Word for word, copy out the data below, omitting pictures.

### Records for this task
[Start of Attachment]

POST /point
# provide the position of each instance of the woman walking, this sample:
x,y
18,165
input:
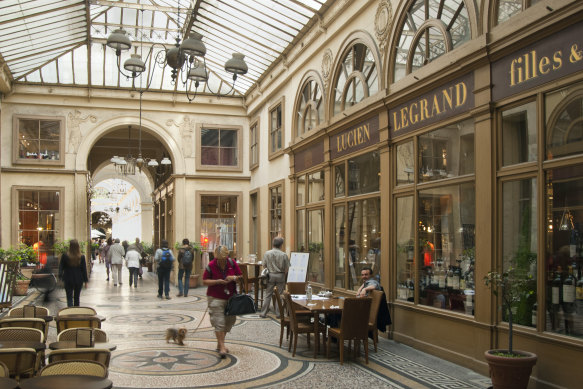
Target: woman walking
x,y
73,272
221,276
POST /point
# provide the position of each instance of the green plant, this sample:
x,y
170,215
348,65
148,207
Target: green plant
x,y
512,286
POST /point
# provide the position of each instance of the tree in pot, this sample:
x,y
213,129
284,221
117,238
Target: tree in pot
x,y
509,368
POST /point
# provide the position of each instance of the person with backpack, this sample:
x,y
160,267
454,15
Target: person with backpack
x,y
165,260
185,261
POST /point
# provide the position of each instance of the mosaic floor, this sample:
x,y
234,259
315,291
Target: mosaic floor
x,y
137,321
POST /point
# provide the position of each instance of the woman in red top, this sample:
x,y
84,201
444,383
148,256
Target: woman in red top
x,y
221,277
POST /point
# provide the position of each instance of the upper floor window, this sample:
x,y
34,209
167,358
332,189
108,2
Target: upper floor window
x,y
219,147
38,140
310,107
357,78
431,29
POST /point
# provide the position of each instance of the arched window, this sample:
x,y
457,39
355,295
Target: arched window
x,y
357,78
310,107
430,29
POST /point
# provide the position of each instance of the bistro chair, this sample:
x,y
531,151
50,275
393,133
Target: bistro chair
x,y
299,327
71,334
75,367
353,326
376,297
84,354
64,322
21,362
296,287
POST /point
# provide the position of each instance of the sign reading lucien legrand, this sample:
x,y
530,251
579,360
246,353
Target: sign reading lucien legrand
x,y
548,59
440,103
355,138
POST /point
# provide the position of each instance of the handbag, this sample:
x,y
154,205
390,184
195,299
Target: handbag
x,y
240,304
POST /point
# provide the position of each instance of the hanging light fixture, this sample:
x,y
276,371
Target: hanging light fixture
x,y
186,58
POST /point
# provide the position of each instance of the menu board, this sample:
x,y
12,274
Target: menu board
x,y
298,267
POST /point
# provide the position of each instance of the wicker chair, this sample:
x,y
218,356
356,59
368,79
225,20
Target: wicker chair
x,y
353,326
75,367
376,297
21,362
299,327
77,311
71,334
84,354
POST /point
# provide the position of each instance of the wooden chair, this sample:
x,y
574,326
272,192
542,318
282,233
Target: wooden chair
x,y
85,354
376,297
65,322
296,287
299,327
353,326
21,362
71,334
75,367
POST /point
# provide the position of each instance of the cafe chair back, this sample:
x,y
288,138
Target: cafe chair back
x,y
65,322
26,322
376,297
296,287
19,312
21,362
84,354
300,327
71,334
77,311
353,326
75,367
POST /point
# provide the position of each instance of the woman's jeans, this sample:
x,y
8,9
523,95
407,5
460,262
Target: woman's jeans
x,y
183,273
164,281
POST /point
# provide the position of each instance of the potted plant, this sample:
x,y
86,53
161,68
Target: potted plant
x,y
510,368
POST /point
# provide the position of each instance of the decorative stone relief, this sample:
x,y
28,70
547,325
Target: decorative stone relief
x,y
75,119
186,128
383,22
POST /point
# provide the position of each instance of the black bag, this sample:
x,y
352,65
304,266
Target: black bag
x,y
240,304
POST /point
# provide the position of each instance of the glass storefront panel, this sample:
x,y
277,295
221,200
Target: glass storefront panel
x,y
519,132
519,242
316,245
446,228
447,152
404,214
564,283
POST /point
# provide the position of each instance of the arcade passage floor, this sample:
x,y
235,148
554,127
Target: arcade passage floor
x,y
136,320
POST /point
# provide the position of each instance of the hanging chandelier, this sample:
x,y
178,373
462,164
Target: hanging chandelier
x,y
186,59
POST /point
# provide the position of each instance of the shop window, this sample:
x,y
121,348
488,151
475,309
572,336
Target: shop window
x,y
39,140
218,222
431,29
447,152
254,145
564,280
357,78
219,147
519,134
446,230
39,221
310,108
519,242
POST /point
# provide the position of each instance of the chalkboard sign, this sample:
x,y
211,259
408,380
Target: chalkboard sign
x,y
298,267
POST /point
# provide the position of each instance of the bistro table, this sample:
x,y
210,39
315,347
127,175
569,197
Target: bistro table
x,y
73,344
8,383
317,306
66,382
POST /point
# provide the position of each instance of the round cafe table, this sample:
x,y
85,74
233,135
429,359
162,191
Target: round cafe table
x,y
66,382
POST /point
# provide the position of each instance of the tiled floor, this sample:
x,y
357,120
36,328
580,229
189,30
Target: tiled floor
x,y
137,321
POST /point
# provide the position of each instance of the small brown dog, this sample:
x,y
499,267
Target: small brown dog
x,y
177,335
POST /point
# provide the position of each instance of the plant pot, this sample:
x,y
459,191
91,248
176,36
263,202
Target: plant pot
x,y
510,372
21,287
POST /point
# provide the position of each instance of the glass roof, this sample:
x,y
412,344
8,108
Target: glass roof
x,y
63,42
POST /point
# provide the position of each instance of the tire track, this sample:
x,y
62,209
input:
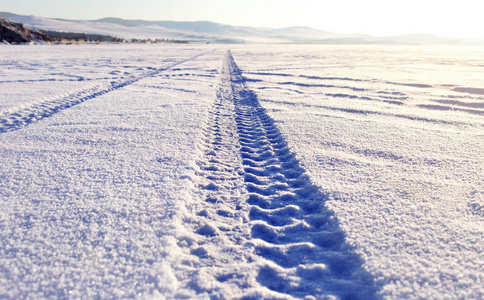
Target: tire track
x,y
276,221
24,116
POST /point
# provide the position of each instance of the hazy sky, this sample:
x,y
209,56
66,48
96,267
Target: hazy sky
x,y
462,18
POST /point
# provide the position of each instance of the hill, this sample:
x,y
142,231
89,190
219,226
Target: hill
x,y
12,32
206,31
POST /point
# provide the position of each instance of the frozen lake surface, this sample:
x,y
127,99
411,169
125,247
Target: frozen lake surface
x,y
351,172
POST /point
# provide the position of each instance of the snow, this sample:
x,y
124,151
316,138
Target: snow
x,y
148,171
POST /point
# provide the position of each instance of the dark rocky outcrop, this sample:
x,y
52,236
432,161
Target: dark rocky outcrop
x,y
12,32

[End of Attachment]

### Answer for the task
POST /point
# provide the position of each instance of the woman walking, this sample:
x,y
18,165
input:
Target: woman walking
x,y
73,272
221,276
POST /point
# provide the position of each instance of the green plant, this sample:
x,y
170,215
348,65
148,207
Target: green plant
x,y
512,286
POST /point
# provide the position of each instance of the tree in pot, this sample:
x,y
213,129
284,221
117,238
Target: tree in pot
x,y
509,368
POST /point
# provide the position of each instance of the person with backpack, this sample:
x,y
160,267
454,15
Target: person with backpack
x,y
165,260
185,261
POST /point
# provide the position of each instance of the mosaic floor, this sample:
x,y
234,259
315,291
Target: mosaic floor
x,y
137,321
POST /point
# provide the position of each instance of the woman in red top, this sample:
x,y
84,201
444,383
148,256
Target: woman in red top
x,y
221,277
POST /point
# provide the position of each instance of the upper floor window, this sample:
x,y
34,209
167,358
332,189
108,2
Target: upper floor window
x,y
219,147
38,140
310,107
357,78
431,29
POST /point
# provide the position of each instance of the arched window, this sample:
x,y
457,39
355,295
Target: arched window
x,y
357,78
310,107
430,29
POST /point
# provide the position of each instance of the bistro chair, this sample:
x,y
531,151
50,275
393,133
Target: bistro chair
x,y
299,327
71,334
75,367
353,326
376,297
84,354
64,322
21,362
296,287
POST /point
# provide the position of each instance of the sign reading lucien legrand, this sample:
x,y
530,251
579,360
246,353
Target: sign reading lucien legrand
x,y
548,59
440,103
355,138
POST /point
# provide the position of each instance of the handbag, this sample:
x,y
154,205
390,184
195,299
Target: handbag
x,y
240,304
POST /point
# provide the position of each instance of the hanging light fixture, this sample:
x,y
276,371
Target: hanging light fixture
x,y
186,58
POST /point
# provide the position of each instance of the menu board, this sample:
x,y
12,274
Target: menu board
x,y
298,267
POST /point
# provide the position of each instance of the wicker chair, this sample:
x,y
218,356
356,59
368,79
225,20
Target: wicker chair
x,y
353,326
75,367
376,297
21,362
299,327
77,311
71,334
84,354
POST /point
# provide the position of each instance of the wooden chair, this sample:
x,y
574,326
272,192
542,318
282,233
Target: wooden chair
x,y
85,354
376,297
65,322
296,287
299,327
353,326
21,362
71,334
75,367
POST /point
# provide the position of each instance of the cafe chair back, this sample:
x,y
288,138
Target: cafe chair back
x,y
65,322
26,322
376,297
296,287
19,312
21,362
84,354
300,327
71,334
77,311
353,326
75,367
POST /point
# provide the position of each instance of the woman's jeans, this sample:
x,y
8,9
523,95
407,5
460,262
Target: woman's jeans
x,y
183,273
164,281
POST /point
# provide the position of each instance of the potted plant, this sample:
x,y
86,53
161,68
Target: potted plant
x,y
510,368
POST /point
# provide the position of each instance of the decorative stone relief, this sample:
x,y
28,70
547,325
Target: decorative stone relief
x,y
75,119
186,128
383,22
POST /point
# provide the position of each instance of the black bag, this sample:
x,y
352,65
304,266
Target: black bag
x,y
240,304
POST /point
# provide the position of each instance of the glass storefront panel, this sample:
x,y
277,295
221,200
Target: glass storefront panel
x,y
519,132
519,242
316,245
446,228
447,152
404,214
564,283
POST /point
# provide the position of each instance of the arcade passage floor, this sample:
x,y
235,148
554,127
Target: arcade passage floor
x,y
136,320
POST /point
# provide the position of each instance of the hanging chandelier, this sample:
x,y
178,373
462,164
Target: hanging chandelier
x,y
186,59
POST /point
# provide the position of each instance of the shop window, this sample:
x,y
121,348
488,151
475,309
572,336
Target: shop window
x,y
39,140
218,222
431,29
447,152
254,145
564,280
357,78
219,147
519,134
446,230
39,221
310,108
519,242
POST /point
# provide the position of each instance of the chalkboard sign, this sample:
x,y
211,259
408,380
Target: chalkboard sign
x,y
298,267
POST /point
# provide the position of each instance of the bistro table, this sample:
x,y
210,39
315,347
127,175
569,197
Target: bistro table
x,y
73,344
8,383
317,306
66,382
POST /point
# provide the position of each instance of the round cafe table, this sample:
x,y
85,74
233,135
429,359
162,191
Target: round cafe table
x,y
66,382
POST /point
# provide the position of each instance of the tiled floor, this sample:
x,y
357,120
36,328
580,229
189,30
Target: tiled floor
x,y
137,321
POST /point
# provide the position of each instance of the small brown dog, this sample:
x,y
499,267
Target: small brown dog
x,y
177,335
POST /point
# provide the position of each instance of the plant pot, this sample:
x,y
459,191
91,248
176,36
263,202
Target: plant pot
x,y
510,372
21,287
POST /point
# provide the position of each instance of the glass roof, this sample:
x,y
412,344
8,108
Target: glass roof
x,y
63,42
POST /point
# provide the position of each instance of the tire track, this sample:
x,y
62,209
input:
Target: tire track
x,y
276,221
24,116
POST /point
# provide the position of each instance of the hazy sky, this sample:
x,y
209,56
66,48
96,267
Target: hazy sky
x,y
462,18
POST /point
# provide the position of each instance of the hill, this sample:
x,y
142,231
89,190
219,226
Target: hill
x,y
12,32
206,31
POST /point
# provide the position of each instance of the frozen lake surface, this sample:
x,y
127,99
411,169
125,247
Target: frozen lake surface
x,y
351,172
POST /point
# provide the position of each instance of the snow, this sample:
x,y
124,151
316,138
Target: snow
x,y
148,171
POST /point
# provide the position of each instance of the dark rocky outcrop, this sample:
x,y
52,236
432,161
Target: dark rocky outcrop
x,y
12,32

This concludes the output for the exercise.